**Set tasks:**
1) According to the project metrics article, why does senior management now insist on hard numbers for projects? Answer in one to three sentences.
2) In the project metrics article, what share of its market did Wal-Mart capture in 1999?
3) Summarize the project metrics article in two sentences.

**Provided passage:**
+ + + +

Doing the numbers
BY GREG HUTCHINS, CONTRIBUTING EDITOR
Not too long ago, any feel-good project was approved. The project drivers would be such questionable metrics as first to critical mass and first to capture eyeballs. Huh? Yep, those were the good old days.
Successful projects these days come down to two critical success factors: successful metrics and strategic alignment.
Metrics and More Metrics
In this severe economy, senior management wants metrics. The most popular question is: “What's the return on investment (ROI)?” Rigorous financial analysis is back in favor. Capital investment is being scrutinized, justified and managed much more carefully than in the past.
This is especially evident in information technology, where the huge past, present and future IT investments are being examined with an electron microscope. But I'm finding this in all projects. Senior management wants to know the hard numbers. You can't blame them; many projects were justified on shaky assumptions, atmospheric customer requirements and voodoo economics. Guess what? A lot of these investments didn't pan out. Benefits were hazy. Stock prices crashed. Thousands got downsized. So, here we are in a time where every project must demonstrate hard benefits.
Where's the Beef?
ROI thinking not only applies to single, discrete projects but also to project portfolios where organizational risks and benefits are examined. A recent McKinsey & Co. study [Productivity in the United States, 2001] challenged the fundamental IT business investment model, basically reporting that stand-alone IT project investments are a strategic mistake, so forget one-off project or one-application wonders.
IT investments should be coupled with business and operational models. Wal-Mart did this and captured 30 percent of its market in 1999, up from 9 percent in 1987. This brings us to the second critical success factor to a successful project: strategic alignment.
First a quick story. Recently, I gave a career development talk to the PMI Portland, Ore., USA chapter. About one-third of the project manager attendees were looking for work.
Your project does not offer clear, demonstrable, strategic benefits. So, it's axed and you're downsized.
“How many of you know your company's business model and how your project is aligned with your organization's mission critical objectives?” I asked the attendees. Less than eight out of 80 attendees raised their hands. This is not good.
If you don't know how your project is aligned and supports a strategic objective, then chances are your project is a stand-alone, which supports McKinsey's contention that discrete IT project investments are a strategic mistake.

+ + + +

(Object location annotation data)
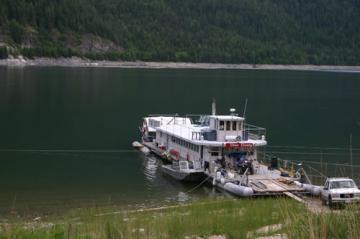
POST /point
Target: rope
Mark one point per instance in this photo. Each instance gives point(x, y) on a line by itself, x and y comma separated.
point(194, 188)
point(69, 150)
point(308, 147)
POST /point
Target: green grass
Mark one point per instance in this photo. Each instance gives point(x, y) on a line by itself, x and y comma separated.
point(233, 218)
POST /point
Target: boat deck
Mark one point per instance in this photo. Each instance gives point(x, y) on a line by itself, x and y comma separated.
point(270, 182)
point(266, 182)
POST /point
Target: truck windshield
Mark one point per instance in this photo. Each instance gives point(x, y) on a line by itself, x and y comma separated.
point(342, 184)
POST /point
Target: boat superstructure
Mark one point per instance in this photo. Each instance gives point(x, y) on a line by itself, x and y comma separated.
point(220, 148)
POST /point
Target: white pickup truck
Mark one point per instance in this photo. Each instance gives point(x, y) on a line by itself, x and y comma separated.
point(339, 190)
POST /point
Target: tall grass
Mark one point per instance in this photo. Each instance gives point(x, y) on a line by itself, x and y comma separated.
point(233, 218)
point(325, 224)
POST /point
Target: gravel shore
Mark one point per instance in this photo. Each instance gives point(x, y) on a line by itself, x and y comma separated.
point(79, 62)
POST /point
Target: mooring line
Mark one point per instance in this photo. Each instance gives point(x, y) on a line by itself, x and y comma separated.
point(70, 150)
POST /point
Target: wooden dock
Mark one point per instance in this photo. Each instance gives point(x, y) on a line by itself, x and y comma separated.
point(270, 182)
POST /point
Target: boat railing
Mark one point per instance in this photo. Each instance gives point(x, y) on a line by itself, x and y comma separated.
point(254, 132)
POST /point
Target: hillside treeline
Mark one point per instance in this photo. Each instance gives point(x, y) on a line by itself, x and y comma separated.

+ + + +

**The responses:**
1) Many earlier projects were justified on shaky assumptions, atmospheric customer requirements and voodoo economics, and a lot of those investments didn't pan out. Their benefits were hazy, stock prices crashed and thousands of people were downsized. As a result, every project must now demonstrate hard benefits.

2) Wal-Mart captured 30 percent of its market in 1999, up from 9 percent in 1987.

3) Successful projects today depend on two critical success factors: successful metrics, because senior management now demands hard numbers such as return on investment, and strategic alignment. Drawing on a McKinsey & Co. study, the article argues that stand-alone IT investments are a strategic mistake and that a project which does not clearly support an organization's strategic objectives is likely to be cut.